## Отрывок текста

Хайдеггеровский «народ» не имеет ничего общего, должен добавить, с тем, что под именем «люда» описывается Гранелем как «исключенное из любого современного политико-философского дискурса» и «отходы любой современной политической практики, будь то капиталистической или марксистской» (DEBAT, 160).

Если какое-то письмо и дало этим отбросам, этим исключенным свой голос, то это письмо Селина, голос «бедных». Голос нищеты «масс» (механическое понятие), которую порождает требуемая современностью «всеобщая мобилизация». Селин, конечно же, не проповедовал его тайную подлинность. Он не делал из этого политической темы, даже «сепаратистской». Он питал к этому отвращение. И если Селин был антисемитом, то тою же самой ненавистью. Ибо нищета ненавидит нищету.

Что Гранель заметил в «национал-социализме» и, в частности, в «просвете» его дефиса появление некой «новой фигуры, нового мира, каковой не есть ни старый Новый мир (Америка и ее дочь Европа), ни старая „смена основ“ старого Нового мира (большевистская Россия), а является постметафизическим (ни договорно-производственным, ни пролетарским) становлением немецкого Volk'a (в точности „метафизического народа“ и в точности также das Land der Mitte) в качестве становления миром Люда» (ibid., 162–163), — это «замечание» требует лишь двух замечаний: как покушение на хайдеггеровский Volk оно ложно; как попытка извлечь из хайдеггеровского «национал-социализма» какую-то «внутреннюю истину» и «величие», более истинные и более великие, чем о них думал сам Хайдеггер, оно не только повторяет обещанные этим ужасы — выходящие при этом за грань мыслимого, — оно их усугубляет.

## Задания
1) Перепишите часть отрывка, начиная со слов «Что Гранель заметил» и заканчивая словами «оно их усугубляет.», заменив «большевистская Россия» на «советская Россия».
2) Чье письмо, согласно отрывку, дало голос отбросам и исключенным?
Строки ниже с этим отрывком никак не связаны.

## Исходные данные
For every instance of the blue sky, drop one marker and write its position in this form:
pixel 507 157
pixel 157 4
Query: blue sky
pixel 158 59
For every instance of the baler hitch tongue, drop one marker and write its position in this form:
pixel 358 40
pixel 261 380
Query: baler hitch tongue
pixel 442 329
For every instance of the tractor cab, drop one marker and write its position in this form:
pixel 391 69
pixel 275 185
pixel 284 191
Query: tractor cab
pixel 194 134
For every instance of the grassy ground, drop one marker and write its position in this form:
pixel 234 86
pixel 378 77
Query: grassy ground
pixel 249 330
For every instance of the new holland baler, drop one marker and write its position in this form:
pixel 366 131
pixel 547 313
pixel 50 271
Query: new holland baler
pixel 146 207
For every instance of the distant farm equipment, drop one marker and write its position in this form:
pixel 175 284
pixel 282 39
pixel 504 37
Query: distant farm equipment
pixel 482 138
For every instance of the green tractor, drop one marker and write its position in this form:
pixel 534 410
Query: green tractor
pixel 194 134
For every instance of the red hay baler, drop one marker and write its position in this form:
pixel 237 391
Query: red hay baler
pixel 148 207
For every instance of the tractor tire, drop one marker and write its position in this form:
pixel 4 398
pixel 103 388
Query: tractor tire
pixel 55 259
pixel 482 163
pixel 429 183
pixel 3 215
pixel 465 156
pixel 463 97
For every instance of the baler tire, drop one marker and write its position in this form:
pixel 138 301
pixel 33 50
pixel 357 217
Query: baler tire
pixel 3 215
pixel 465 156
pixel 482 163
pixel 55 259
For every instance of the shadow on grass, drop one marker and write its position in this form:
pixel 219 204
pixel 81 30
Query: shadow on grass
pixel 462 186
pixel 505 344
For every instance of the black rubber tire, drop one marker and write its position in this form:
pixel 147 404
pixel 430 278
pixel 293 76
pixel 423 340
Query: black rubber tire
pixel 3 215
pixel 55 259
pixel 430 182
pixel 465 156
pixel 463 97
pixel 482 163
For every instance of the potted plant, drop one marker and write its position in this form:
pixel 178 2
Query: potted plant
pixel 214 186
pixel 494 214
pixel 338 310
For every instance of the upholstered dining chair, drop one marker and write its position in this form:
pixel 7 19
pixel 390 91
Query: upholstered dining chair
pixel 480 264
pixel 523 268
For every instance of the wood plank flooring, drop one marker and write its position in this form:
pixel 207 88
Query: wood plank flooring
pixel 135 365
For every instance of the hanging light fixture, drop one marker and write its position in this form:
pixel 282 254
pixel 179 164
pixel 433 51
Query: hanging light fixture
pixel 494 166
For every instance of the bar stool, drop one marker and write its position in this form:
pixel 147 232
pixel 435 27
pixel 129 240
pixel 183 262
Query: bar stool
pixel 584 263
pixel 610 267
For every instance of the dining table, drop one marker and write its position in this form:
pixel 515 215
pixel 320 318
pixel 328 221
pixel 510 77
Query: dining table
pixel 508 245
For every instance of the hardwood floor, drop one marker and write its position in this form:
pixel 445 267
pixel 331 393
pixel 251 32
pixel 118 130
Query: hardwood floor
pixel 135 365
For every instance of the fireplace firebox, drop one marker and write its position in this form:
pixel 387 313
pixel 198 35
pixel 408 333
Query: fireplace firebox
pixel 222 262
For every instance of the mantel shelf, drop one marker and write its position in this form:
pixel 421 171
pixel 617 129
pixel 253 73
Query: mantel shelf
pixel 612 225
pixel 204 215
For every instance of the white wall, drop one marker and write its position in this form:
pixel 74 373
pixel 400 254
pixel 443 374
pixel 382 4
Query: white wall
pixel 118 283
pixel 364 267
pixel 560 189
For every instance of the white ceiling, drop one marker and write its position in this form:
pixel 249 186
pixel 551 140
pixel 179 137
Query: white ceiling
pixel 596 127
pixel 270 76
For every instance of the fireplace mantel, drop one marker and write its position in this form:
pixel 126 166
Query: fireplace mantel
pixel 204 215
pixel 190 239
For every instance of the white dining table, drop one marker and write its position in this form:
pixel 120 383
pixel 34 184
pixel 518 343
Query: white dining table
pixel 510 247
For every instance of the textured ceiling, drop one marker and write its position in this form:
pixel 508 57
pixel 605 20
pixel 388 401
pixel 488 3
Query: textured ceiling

## Ответы
1)
Что Гранель заметил в «национал-социализме» и, в частности, в «просвете» его дефиса появление некой «новой фигуры, нового мира, каковой не есть ни старый Новый мир (Америка и ее дочь Европа), ни старая „смена основ“ старого Нового мира (советская Россия), а является постметафизическим (ни договорно-производственным, ни пролетарским) становлением немецкого Volk'a (в точности „метафизического народа“ и в точности также das Land der Mitte) в качестве становления миром Люда» (ibid., 162–163), — это «замечание» требует лишь двух замечаний: как покушение на хайдеггеровский Volk оно ложно; как попытка извлечь из хайдеггеровского «национал-социализма» какую-то «внутреннюю истину» и «величие», более истинные и более великие, чем о них думал сам Хайдеггер, оно не только повторяет обещанные этим ужасы — выходящие при этом за грань мыслимого, — оно их усугубляет.

2) Письмо Селина.